## [What is asked]
Print the records below exactly as they appear.
════
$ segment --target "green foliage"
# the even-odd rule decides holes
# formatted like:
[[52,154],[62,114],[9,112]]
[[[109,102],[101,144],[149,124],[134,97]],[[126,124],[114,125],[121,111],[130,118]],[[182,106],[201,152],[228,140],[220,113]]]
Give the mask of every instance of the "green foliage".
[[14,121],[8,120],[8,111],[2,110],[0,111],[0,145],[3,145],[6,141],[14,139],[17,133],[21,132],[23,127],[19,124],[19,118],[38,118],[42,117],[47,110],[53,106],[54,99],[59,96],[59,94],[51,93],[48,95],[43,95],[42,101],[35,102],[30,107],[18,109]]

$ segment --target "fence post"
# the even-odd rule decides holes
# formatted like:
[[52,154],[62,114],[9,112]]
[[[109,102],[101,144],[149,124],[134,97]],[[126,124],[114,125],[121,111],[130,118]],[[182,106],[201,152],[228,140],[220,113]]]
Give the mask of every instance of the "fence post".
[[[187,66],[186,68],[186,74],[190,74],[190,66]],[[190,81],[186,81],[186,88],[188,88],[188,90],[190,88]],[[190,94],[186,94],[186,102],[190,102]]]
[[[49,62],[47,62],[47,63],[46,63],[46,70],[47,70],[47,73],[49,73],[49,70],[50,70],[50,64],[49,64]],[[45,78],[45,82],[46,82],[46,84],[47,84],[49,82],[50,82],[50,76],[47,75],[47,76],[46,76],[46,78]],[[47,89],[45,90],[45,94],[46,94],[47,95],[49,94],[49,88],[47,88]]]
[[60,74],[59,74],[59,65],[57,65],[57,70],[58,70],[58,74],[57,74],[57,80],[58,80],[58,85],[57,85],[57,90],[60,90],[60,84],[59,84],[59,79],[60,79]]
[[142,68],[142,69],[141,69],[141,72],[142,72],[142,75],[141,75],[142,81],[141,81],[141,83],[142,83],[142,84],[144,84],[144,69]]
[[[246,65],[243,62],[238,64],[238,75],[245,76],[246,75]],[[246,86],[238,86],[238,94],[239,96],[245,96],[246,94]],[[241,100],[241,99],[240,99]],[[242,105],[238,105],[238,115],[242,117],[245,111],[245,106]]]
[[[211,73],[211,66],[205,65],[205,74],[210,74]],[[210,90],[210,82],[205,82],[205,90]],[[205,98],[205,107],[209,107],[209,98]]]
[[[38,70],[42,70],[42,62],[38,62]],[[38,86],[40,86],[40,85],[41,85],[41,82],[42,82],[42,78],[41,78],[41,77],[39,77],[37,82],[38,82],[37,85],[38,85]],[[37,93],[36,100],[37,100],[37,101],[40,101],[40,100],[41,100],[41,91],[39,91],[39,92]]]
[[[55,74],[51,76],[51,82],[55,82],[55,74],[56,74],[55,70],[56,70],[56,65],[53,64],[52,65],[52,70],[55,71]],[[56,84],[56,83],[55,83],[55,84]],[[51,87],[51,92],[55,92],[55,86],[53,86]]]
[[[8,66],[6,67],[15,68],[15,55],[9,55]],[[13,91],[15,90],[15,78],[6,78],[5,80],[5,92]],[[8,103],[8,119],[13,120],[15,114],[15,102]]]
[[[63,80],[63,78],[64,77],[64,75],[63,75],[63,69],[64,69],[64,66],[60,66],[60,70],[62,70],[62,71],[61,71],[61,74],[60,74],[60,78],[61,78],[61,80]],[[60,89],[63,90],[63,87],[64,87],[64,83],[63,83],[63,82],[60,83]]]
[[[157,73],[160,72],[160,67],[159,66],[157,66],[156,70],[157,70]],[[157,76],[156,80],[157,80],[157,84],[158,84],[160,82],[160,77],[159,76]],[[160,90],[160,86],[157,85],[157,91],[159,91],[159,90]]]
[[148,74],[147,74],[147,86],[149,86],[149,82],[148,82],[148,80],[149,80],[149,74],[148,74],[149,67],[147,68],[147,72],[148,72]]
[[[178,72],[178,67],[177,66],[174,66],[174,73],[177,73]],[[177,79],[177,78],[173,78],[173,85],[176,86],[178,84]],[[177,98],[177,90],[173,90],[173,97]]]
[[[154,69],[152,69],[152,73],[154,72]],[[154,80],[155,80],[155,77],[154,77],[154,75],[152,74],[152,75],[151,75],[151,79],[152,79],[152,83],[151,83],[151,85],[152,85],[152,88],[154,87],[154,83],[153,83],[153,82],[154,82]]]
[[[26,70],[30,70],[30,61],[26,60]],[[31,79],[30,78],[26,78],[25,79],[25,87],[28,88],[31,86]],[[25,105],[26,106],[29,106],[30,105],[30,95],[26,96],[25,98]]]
════
## [Answer to the exercise]
$ segment --target "green foliage"
# the even-odd rule decides holes
# formatted like:
[[52,154],[62,114],[9,112]]
[[[109,102],[101,144],[149,124],[134,97]],[[126,124],[114,125],[121,111],[130,118]],[[182,106],[201,152],[228,140],[220,113]]]
Give the mask of every instance of the "green foliage".
[[14,121],[8,120],[8,111],[2,110],[0,111],[0,145],[3,145],[6,141],[14,139],[17,133],[21,132],[23,127],[19,124],[19,118],[38,118],[42,117],[47,110],[53,106],[54,99],[59,96],[59,94],[51,93],[48,95],[43,95],[42,101],[35,102],[30,107],[18,109]]

$ segment --target "fence post"
# the even-odd rule decides holes
# formatted like:
[[52,154],[62,114],[9,112]]
[[[109,102],[101,144],[149,124],[134,97]],[[126,124],[114,125],[121,111],[130,118]],[[182,106],[201,152],[228,140],[220,113]]]
Give the mask of every instance of the "fence post".
[[[187,66],[186,68],[186,74],[190,74],[190,66]],[[190,81],[186,81],[186,88],[188,88],[188,90],[190,88]],[[190,94],[186,94],[186,102],[190,102]]]
[[[49,62],[47,62],[47,63],[46,63],[46,70],[47,70],[47,73],[49,73],[49,70],[50,70],[50,64],[49,64]],[[45,78],[45,82],[46,82],[46,84],[47,84],[49,82],[50,82],[50,76],[47,75],[47,76],[46,76],[46,78]],[[47,89],[45,90],[45,94],[46,94],[47,95],[49,94],[49,88],[47,88]]]
[[60,74],[59,74],[59,65],[57,65],[57,70],[58,70],[58,74],[57,74],[57,80],[58,80],[58,85],[57,85],[57,90],[60,90],[60,84],[59,84],[59,79],[60,79]]
[[142,68],[142,69],[141,69],[141,72],[142,72],[142,75],[141,75],[142,81],[141,81],[141,83],[142,83],[142,84],[144,84],[144,69]]
[[[246,65],[243,62],[238,64],[238,75],[245,76],[246,75]],[[246,86],[238,86],[238,94],[239,96],[245,96],[246,94]],[[241,100],[241,99],[240,99]],[[242,105],[238,105],[238,115],[242,117],[245,111],[245,106]]]
[[[211,73],[211,66],[205,65],[205,74],[210,74]],[[210,90],[210,82],[205,82],[205,90]],[[205,98],[205,107],[209,107],[209,98]]]
[[[38,70],[42,70],[42,62],[38,62]],[[38,86],[40,86],[40,85],[41,85],[41,82],[42,82],[42,78],[41,78],[41,77],[39,77],[37,82],[38,82],[37,85],[38,85]],[[37,93],[36,100],[37,100],[37,101],[40,101],[40,100],[41,100],[41,91],[39,91],[39,92]]]
[[[55,74],[51,76],[51,82],[55,82],[55,74],[56,74],[55,70],[56,70],[56,65],[53,64],[52,65],[52,70],[55,71]],[[56,84],[56,83],[55,83],[55,84]],[[51,87],[51,92],[55,92],[55,86],[53,86]]]
[[[8,66],[6,67],[15,68],[15,55],[9,55]],[[13,91],[15,90],[15,78],[6,78],[5,80],[5,92]],[[8,103],[8,119],[13,120],[15,114],[15,102]]]
[[[63,80],[63,78],[64,77],[64,75],[63,75],[63,69],[64,69],[64,66],[60,66],[60,70],[62,70],[62,71],[61,71],[61,74],[60,74],[60,78],[61,78],[61,80]],[[60,89],[63,90],[63,87],[64,87],[64,83],[63,83],[63,82],[60,83]]]
[[[157,73],[160,72],[160,67],[159,66],[157,66],[156,70],[157,70]],[[157,76],[156,80],[157,80],[157,84],[158,84],[160,82],[160,77],[159,76]],[[160,90],[160,86],[157,85],[157,91],[159,91],[159,90]]]
[[148,74],[147,74],[147,86],[149,86],[149,82],[148,82],[148,80],[149,80],[149,74],[148,74],[149,67],[147,68],[147,72],[148,72]]
[[[178,72],[178,67],[177,66],[174,66],[174,73],[177,73]],[[177,79],[177,78],[173,78],[173,85],[176,86],[178,84]],[[177,98],[177,90],[173,90],[173,97]]]
[[[154,69],[152,69],[152,73],[154,72]],[[154,80],[155,80],[155,77],[154,77],[154,75],[152,74],[152,75],[151,75],[151,79],[152,79],[152,83],[151,83],[151,85],[152,85],[152,88],[154,87],[154,83],[153,83],[153,82],[154,82]]]
[[[26,70],[30,70],[30,61],[26,60]],[[31,79],[30,78],[26,78],[25,79],[25,87],[28,88],[31,86]],[[25,105],[26,106],[29,106],[30,105],[30,95],[26,96],[25,98]]]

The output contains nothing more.